## TASK BRIEF
Would you copy out the whole listing exactly as given?

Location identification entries
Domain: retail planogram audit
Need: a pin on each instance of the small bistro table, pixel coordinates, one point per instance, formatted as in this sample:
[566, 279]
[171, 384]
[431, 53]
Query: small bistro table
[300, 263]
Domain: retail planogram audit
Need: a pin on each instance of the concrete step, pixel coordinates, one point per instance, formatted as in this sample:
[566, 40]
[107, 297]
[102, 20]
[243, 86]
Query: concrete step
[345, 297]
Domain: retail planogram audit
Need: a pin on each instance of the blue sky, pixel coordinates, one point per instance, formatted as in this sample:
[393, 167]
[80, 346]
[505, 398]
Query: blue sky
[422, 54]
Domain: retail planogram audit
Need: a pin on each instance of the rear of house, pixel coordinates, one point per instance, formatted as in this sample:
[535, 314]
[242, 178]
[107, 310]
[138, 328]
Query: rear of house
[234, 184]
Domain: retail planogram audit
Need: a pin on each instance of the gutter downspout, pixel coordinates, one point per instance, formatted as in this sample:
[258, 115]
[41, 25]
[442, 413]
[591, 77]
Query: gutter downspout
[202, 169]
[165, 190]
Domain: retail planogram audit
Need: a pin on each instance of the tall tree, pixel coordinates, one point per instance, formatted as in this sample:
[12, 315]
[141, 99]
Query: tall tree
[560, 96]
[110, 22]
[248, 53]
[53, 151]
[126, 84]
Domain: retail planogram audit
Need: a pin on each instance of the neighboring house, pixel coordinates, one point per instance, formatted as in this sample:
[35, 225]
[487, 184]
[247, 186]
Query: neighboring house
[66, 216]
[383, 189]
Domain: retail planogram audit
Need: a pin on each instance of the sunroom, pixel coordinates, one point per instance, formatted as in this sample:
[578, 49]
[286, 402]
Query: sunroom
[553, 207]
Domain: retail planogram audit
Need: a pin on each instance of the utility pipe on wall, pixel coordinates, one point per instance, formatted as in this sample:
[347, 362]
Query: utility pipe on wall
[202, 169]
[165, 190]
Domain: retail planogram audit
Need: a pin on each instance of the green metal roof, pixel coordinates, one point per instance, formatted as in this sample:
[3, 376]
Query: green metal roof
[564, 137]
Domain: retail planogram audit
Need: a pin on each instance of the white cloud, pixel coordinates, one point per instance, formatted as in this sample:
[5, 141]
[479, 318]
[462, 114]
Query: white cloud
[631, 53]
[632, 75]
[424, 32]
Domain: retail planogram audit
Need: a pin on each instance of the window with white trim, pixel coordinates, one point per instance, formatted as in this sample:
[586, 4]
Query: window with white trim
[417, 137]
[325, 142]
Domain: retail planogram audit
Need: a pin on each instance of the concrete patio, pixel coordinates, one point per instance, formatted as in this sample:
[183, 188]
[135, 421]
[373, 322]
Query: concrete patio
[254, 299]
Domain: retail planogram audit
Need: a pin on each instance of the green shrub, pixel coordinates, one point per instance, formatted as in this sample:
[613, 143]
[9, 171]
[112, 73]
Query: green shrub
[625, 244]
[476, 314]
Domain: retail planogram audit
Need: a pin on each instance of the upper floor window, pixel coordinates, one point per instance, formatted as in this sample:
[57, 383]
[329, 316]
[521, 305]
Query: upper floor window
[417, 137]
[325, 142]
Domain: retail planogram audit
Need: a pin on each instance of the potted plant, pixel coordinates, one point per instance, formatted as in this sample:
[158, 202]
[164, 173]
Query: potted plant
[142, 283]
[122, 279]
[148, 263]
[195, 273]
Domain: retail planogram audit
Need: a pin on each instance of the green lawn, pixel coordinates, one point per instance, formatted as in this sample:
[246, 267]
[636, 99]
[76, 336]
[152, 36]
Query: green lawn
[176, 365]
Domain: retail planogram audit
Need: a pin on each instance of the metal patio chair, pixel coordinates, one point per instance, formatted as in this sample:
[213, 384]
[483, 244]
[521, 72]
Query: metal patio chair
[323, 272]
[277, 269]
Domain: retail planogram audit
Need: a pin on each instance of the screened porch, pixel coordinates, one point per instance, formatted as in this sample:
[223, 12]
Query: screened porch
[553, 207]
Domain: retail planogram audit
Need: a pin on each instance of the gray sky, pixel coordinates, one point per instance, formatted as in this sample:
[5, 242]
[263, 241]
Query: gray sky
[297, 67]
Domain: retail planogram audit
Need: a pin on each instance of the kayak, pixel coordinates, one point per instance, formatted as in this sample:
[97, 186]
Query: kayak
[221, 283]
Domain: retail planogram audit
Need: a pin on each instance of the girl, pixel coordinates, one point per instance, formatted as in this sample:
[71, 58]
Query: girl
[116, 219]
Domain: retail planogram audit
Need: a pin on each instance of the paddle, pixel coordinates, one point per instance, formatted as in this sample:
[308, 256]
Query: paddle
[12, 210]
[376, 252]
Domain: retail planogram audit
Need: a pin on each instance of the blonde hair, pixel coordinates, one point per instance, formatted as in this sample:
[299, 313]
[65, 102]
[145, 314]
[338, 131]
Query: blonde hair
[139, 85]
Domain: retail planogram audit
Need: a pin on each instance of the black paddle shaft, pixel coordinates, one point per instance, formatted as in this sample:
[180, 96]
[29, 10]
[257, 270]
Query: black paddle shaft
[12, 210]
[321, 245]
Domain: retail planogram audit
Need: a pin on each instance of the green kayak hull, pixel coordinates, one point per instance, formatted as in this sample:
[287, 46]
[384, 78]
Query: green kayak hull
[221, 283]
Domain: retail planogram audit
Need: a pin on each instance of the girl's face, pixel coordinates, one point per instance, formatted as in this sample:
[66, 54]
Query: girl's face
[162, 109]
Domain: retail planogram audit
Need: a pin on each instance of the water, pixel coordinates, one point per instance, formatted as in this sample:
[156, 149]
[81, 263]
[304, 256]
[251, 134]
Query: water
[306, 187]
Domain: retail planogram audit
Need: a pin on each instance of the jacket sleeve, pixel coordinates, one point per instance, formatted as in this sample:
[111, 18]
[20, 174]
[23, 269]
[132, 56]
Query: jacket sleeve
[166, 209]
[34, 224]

## THE COMPLETED TASK
Domain: retail planogram audit
Need: a pin on each instance of the small bistro table, pixel coordinates, one point per instance, formatted as in this sample:
[566, 279]
[171, 384]
[431, 53]
Query: small bistro table
[300, 263]
Domain: retail planogram audit
Need: a pin on each instance of the concrete step, pixel coordinates, one point per instance, formatted as in this sample:
[566, 40]
[107, 297]
[102, 20]
[243, 86]
Query: concrete step
[345, 297]
Domain: retail planogram audit
Need: a pin on each instance of the blue sky, pixel coordinates, one point per instance, formatted as in this sample:
[393, 167]
[80, 346]
[505, 398]
Query: blue sky
[422, 54]
Domain: retail planogram audit
Need: a pin on each instance of the rear of house, pixel coordinates, one point per instance, formatted as in this sample:
[535, 314]
[242, 178]
[107, 310]
[138, 328]
Query: rear of house
[234, 184]
Domain: retail planogram audit
Need: a pin on each instance of the gutter downspout, pixel coordinates, one point per instance, formatted as in this sample:
[258, 115]
[41, 25]
[442, 413]
[591, 77]
Query: gutter downspout
[202, 169]
[165, 190]
Domain: retail planogram audit
Need: a pin on each instance of the tall tree, pixel coordinates, one point per instance, formatted as in this sample:
[12, 315]
[141, 99]
Query: tall tree
[560, 96]
[110, 22]
[248, 53]
[53, 151]
[126, 84]
Domain: retail planogram audit
Need: a pin on each instance of the neighboring house, pixel coordinates, one point per instance, formatted as in this sample:
[35, 225]
[487, 184]
[247, 186]
Query: neighboring house
[66, 216]
[383, 189]
Domain: retail planogram audit
Need: a pin on each instance of the sunroom, pixel coordinates, one point per instance, formatted as in this sample:
[578, 49]
[286, 402]
Query: sunroom
[553, 207]
Domain: retail planogram audit
Need: a pin on each instance of the utility pipe on wall, pixel coordinates, one point per instance, formatted as in this sample:
[347, 362]
Query: utility pipe on wall
[202, 169]
[165, 190]
Domain: retail planogram audit
Need: a pin on each instance of the green metal roof, pixel coordinates, one point per instance, formatted as in this sample:
[3, 376]
Query: green metal roof
[564, 137]
Domain: retail planogram audit
Need: a pin on each instance of the white cloud, pixel coordinates, one point per instance, formatted as in this sample:
[5, 141]
[479, 318]
[462, 114]
Query: white cloud
[631, 53]
[632, 75]
[424, 32]
Domain: retail planogram audit
Need: a pin on each instance of the window with white trim, pixel coordinates, one point per instance, formatted as in this sample:
[586, 4]
Query: window with white trim
[417, 137]
[325, 142]
Domain: retail planogram audit
Need: a pin on each instance of the concrete patio, pixel coordinates, one point per instance, formatted as in this sample:
[183, 188]
[135, 421]
[373, 322]
Query: concrete patio
[254, 299]
Domain: retail planogram audit
Need: a pin on each instance of the green shrub, pixel coordinates, one point per instance, formatted as in this sample:
[613, 143]
[9, 171]
[112, 73]
Query: green shrub
[625, 244]
[476, 314]
Domain: retail planogram audit
Need: a pin on each instance of the upper floor window, pixel coordinates, one point per instance, formatted as in this sample:
[57, 383]
[329, 316]
[521, 305]
Query: upper floor window
[417, 137]
[325, 142]
Domain: retail planogram audit
Need: a pin on each instance of the potted plant, pixel coordinates, one point per instance, formatted as in this sample:
[158, 202]
[164, 173]
Query: potted plant
[142, 283]
[122, 279]
[148, 263]
[195, 273]
Domain: retail planogram audit
Need: a pin on each instance of the green lawn, pixel coordinates, one point per instance, formatted as in this sample:
[246, 267]
[636, 99]
[76, 336]
[152, 36]
Query: green lawn
[176, 365]
Domain: retail planogram audit
Need: a pin on each instance of the metal patio chair, pixel coordinates, one point per instance, formatted as in this sample:
[213, 384]
[483, 244]
[521, 72]
Query: metal patio chair
[323, 272]
[277, 269]
Domain: retail planogram audit
Need: a pin on each instance of the screened porch, pixel coordinates, one point per instance, formatted as in this sample:
[223, 12]
Query: screened porch
[553, 207]
Domain: retail planogram audit
Need: a pin on each instance of the gray sky, pixel coordinates, one point per instance, formatted as in this sample:
[5, 242]
[263, 241]
Query: gray sky
[297, 67]
Domain: retail planogram audit
Need: a pin on each instance of the kayak, pixel coordinates, one point per instance, formatted as in this sample:
[97, 186]
Query: kayak
[221, 283]
Domain: retail planogram audit
Need: a pin on each instance of the girl, pixel coordinates, one point per instance, formatted as in this sample:
[71, 58]
Query: girl
[116, 219]
Domain: retail planogram audit
Need: a pin on each instance of the paddle, pixel coordinates, one point per instance, formatted as in this sample:
[308, 256]
Query: paddle
[12, 210]
[376, 252]
Domain: retail planogram audit
Need: a pin on each instance of the blonde hair, pixel coordinates, one point per instance, formatted as in this sample:
[299, 313]
[65, 102]
[145, 314]
[338, 131]
Query: blonde hair
[139, 85]
Domain: retail planogram audit
Need: a pin on each instance of the black paddle shaft, pixel coordinates, one point per instance, formatted as in this sample:
[180, 96]
[29, 10]
[257, 270]
Query: black paddle shaft
[12, 210]
[321, 245]
Domain: retail planogram audit
Need: a pin on each instance of the green kayak hull, pixel coordinates, one point per instance, formatted as in this sample:
[287, 46]
[384, 78]
Query: green kayak hull
[221, 283]
Domain: retail planogram audit
Need: a pin on each instance of the girl's face, pixel coordinates, one point per instance, formatted as in this sample:
[66, 54]
Query: girl's face
[162, 109]
Domain: retail planogram audit
Need: a pin on each instance of the water, pixel coordinates, one point per instance, formatted as in this sample:
[156, 149]
[81, 263]
[304, 256]
[251, 134]
Query: water
[306, 187]
Domain: retail planogram audit
Need: a pin on each instance of the jacket sleeve, pixel coordinates, one point per instance, formatted as in this sample:
[111, 18]
[20, 174]
[23, 269]
[132, 56]
Query: jacket sleeve
[166, 209]
[34, 224]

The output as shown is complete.